Written request:
Quote the whole listing exactly. Leave the pictures out of your copy.

BEGIN Material

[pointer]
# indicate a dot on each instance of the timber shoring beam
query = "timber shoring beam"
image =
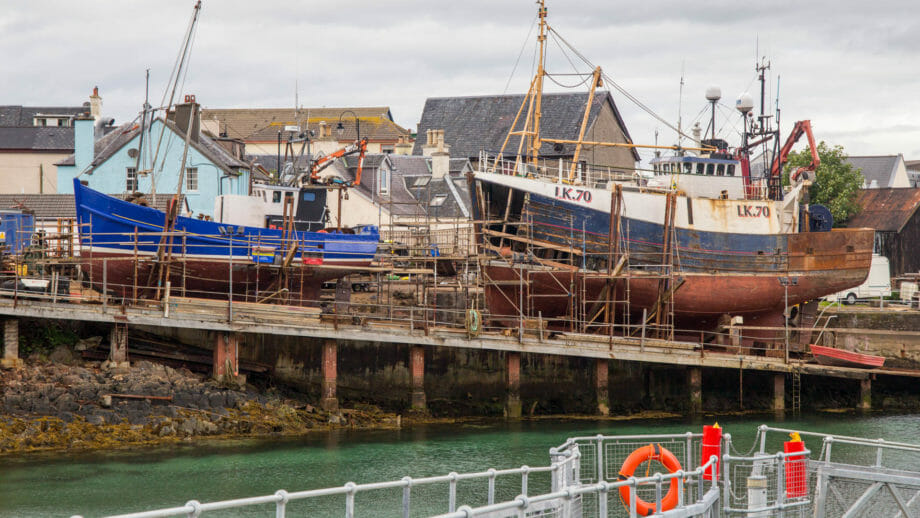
(564, 344)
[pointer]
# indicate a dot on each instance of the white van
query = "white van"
(878, 283)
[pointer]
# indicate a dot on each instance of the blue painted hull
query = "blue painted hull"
(120, 240)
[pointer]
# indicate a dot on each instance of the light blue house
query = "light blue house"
(109, 163)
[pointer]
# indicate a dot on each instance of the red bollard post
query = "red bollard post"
(796, 481)
(712, 445)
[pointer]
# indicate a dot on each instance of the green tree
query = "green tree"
(837, 183)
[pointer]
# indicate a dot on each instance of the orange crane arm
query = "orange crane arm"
(801, 127)
(360, 146)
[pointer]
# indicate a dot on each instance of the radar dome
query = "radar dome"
(713, 93)
(745, 103)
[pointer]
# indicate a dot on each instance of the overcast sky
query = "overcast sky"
(849, 66)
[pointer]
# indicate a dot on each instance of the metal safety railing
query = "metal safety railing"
(566, 497)
(561, 473)
(587, 475)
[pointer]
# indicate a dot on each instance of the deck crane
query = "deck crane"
(801, 127)
(359, 146)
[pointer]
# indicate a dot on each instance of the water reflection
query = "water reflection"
(108, 482)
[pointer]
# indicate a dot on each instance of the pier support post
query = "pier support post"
(329, 402)
(602, 387)
(779, 393)
(226, 359)
(513, 368)
(865, 394)
(10, 358)
(118, 346)
(417, 373)
(695, 382)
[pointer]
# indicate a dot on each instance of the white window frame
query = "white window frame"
(131, 177)
(190, 185)
(383, 181)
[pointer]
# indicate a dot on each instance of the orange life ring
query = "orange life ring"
(648, 454)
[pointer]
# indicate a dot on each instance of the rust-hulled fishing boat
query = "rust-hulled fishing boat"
(699, 238)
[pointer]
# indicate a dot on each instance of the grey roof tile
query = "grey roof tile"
(36, 138)
(481, 123)
(878, 168)
(52, 206)
(23, 115)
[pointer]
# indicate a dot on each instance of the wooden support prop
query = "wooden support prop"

END Material

Exercise output:
[pointer]
# indicate a dot on each instance of the timber shoring beam
query = "timber shoring beam"
image =
(564, 344)
[pointer]
# indicate a dot on each instance of the white van
query = "white van"
(878, 283)
[pointer]
# indicate a dot on each instance of the blue painted hull
query = "blue painted hull"
(120, 240)
[pointer]
# indicate a dot on each instance of the light blue house
query = "light blue house"
(109, 163)
[pointer]
# indicate a dot on each instance of the red bollard post
query = "red bollard post"
(796, 481)
(712, 445)
[pointer]
# indicate a dot on each instance of the green tree
query = "green tree"
(837, 183)
[pointer]
# indicate a dot on each instance of the orange crane arm
query = "orange crane arm"
(801, 127)
(360, 146)
[pointer]
# indicate a dot on each instance of the radar dome
query = "radar dome"
(713, 93)
(745, 103)
[pointer]
# indicate a dot on each instance of the overcast sky
query = "overcast sky"
(849, 66)
[pointer]
# indicate a dot on each instance of the metal safety railing
query = "metal safety railing"
(566, 497)
(561, 473)
(587, 475)
[pointer]
# indicate a dot on each instance of the deck crane
query = "deck crane"
(801, 127)
(359, 146)
[pointer]
# indicate a dot on each instance of the water reflection
query = "water reflection"
(108, 482)
[pointer]
# indicate a dot on each instance of the pier support post
query = "pier support post"
(329, 402)
(602, 387)
(779, 393)
(226, 359)
(513, 368)
(865, 394)
(10, 358)
(118, 346)
(417, 373)
(695, 382)
[pointer]
# indicate a dot on each instance of the white window frame
query = "white window frame"
(131, 177)
(190, 185)
(383, 181)
[pointer]
# indicate a dot on each instance of the orange life ring
query = "orange life ring"
(648, 454)
[pointer]
# indicate a dot on each instance of the rust-hulled fishing boat
query = "rust-hulled fishing boat"
(699, 238)
[pointer]
# indicate a dot on each instance of the grey roof tile
query = "grey roof tile"
(36, 138)
(481, 123)
(878, 168)
(52, 206)
(23, 115)
[pointer]
# indicate a dot on each instance of the wooden support prop
query = "wooden support prop"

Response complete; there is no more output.